● REQUISITOS DO EXERCÍCIO
**a)** No trecho sobre homotransfobia, que nome o filósofo Slavoj Zizek dá à nossa época em "A Realidade do Virtual"?
**b)** Prossiga o trecho sobre homotransfobia a partir da última frase apresentada.

● TRECHO DO DOCUMENTO
O assassino, considerado doente, e individualmente culpado, é convertido naquele que inadvertidamente revelou o que todos escondem, ou seja, que de fato existe homotransfobia e que ela é sistêmica e não individual, por isso tanta agilidade em “patologizar o assassino”, pois se faz necessário negar que isso pertença ao âmbito da pólis e não somente da patós.
Quero que fique claro que não estou relativizando a culpa do assassino homofóbico. Estou apenas considerando que a mecânica e a motivação do crime homofóbico são produtos de uma violência sistêmica aprendida socialmente. Individualizar os responsáveis, removendo-os do contexto cultural no qual foram formados, é uma maneira perversa de imobilizar o combate a homofobia. Ao chamarmos de “loucos” os assassinos homotransfóbicos, os transformamos naqueles que vivem fora da sociedade, em seres que não sabemos quem são, e nem quando os iremos encontrar.
Em “A Realidade do Virtual”, o filósofo Slavoj Zizek classifica nossa época como “A Era Cínica”, nas qual nossas crenças são apenas pressupostos do outro, ou seja, não nos identificamos de fato com aquela crença ou ideologia, mas agimos social e individualmente segundo essas crenças. Neste sentido, o avanço das pautas de direitos humanos, e, sobretudo, o avanço das pautas LGBT, tem conduzido muitas pessoas ao cinismo politicamente correto: o que seria isso? A incapacidade de reconhecer-se enquanto ” “preconceituoso” se dá pelo temor da rejeição que segue o rótulo de preconceituoso. Este temor faz com que as pessoas, sabendo-se homofóbicas e se expressando com homofobia, a neguem sempre. De modo que, “se existe” (e sim, infelizmente muitos negam a existência), ela está no “outro”, numa terceira pessoa não-identificável.

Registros
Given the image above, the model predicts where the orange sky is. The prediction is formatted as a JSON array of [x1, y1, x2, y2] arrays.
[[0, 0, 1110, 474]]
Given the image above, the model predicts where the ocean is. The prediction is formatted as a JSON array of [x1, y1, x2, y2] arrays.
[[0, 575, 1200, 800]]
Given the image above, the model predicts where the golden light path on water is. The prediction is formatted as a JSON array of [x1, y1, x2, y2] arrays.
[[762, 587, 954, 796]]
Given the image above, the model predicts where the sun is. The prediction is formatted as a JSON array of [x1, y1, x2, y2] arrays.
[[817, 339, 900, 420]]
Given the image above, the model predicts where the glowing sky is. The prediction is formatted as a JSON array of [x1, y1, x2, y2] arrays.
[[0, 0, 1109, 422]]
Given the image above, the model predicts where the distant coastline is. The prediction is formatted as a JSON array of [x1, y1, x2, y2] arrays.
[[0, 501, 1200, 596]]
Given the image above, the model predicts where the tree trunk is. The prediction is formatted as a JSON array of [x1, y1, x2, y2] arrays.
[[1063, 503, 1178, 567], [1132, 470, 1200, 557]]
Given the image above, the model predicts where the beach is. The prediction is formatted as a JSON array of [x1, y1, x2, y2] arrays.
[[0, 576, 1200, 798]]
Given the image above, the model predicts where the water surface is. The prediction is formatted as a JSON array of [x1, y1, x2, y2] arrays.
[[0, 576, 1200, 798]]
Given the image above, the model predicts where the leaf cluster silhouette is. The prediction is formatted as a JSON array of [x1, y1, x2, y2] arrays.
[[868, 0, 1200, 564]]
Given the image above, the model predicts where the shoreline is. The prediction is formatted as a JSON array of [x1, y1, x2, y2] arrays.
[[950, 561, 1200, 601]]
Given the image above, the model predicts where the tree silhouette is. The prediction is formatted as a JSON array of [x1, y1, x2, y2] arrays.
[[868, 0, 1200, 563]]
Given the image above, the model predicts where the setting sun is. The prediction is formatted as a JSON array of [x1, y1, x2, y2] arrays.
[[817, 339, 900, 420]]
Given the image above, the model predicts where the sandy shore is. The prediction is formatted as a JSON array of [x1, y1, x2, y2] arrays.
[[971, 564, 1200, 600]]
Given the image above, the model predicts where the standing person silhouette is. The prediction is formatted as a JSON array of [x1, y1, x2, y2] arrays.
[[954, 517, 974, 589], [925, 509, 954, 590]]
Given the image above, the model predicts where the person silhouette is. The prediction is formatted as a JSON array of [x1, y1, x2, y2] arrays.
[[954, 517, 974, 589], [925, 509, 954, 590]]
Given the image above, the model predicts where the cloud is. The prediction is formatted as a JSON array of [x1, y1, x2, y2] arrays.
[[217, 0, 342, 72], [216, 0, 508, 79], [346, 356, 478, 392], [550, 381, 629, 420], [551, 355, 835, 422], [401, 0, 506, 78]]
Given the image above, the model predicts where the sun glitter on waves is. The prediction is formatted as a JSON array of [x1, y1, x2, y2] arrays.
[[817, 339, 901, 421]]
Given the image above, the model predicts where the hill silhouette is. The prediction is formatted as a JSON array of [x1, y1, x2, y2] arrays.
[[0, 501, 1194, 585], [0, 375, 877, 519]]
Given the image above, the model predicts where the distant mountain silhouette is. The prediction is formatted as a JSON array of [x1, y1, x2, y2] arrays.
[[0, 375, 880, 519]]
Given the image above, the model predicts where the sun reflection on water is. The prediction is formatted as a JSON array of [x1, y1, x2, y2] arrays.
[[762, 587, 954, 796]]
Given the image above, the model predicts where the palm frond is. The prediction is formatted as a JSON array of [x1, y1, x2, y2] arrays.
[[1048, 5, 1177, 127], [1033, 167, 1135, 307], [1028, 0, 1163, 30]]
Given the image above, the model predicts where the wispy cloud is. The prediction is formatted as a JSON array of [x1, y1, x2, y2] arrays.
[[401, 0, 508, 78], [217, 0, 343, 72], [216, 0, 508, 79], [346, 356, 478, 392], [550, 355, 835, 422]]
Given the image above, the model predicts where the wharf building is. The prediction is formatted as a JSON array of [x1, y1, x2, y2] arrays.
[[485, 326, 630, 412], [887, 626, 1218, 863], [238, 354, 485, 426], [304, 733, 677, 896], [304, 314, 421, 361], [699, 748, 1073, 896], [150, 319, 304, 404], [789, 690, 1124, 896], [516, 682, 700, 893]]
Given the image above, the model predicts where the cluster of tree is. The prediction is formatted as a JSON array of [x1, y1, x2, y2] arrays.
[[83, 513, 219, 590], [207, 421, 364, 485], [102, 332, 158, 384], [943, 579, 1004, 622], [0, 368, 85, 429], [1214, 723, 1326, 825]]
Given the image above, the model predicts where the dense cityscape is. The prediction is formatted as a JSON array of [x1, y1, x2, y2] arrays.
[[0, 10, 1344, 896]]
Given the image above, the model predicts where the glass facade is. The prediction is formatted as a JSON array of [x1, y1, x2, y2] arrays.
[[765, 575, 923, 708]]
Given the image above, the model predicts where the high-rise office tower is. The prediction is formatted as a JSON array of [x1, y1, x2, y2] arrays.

● RESPOSTAS POR TAREFA
**a)** Ele a chama de "A Era Cínica".

**b)**
Isso posto, torna-se evidente que há um esforço para negar a existência da homofobia. Então, me pergunto: de onde vem a aparente necessidade de negação da homotransfobia? Éis que me recordo da criação, no século XIX, como relata Michel Foucault, do termo homossexual como o outro patológico – consequência de termos como: invertidos ou sodomitas.
Há a necessidade de estigmatizar o homem homossexual (neste texto me refiro principalmente a homossexualidade masculina). O filósofo Guy de Hocqueguehem nos diz, ao mencionar (e criticar) a “teoria lacaniana” do espelho: “ataco no outro, no homossexual, minha própria homossexualidade”. Como Guy bem elucidou, não é a “homossexualidade do homofóbico que é atacada como num espelho” e sim, o rompimento da “norma” que aquela homossexualidade revela. O rompimento da norma e a destruição de um número de crenças e valores que estruturam a maneira como lido com o real. Ou seja, o ato de homofobia, quando convertido em ato de violência física, é também o ato de destruir o elemento desestruturante da fictícia e arbitrária norma da heterossexualidade.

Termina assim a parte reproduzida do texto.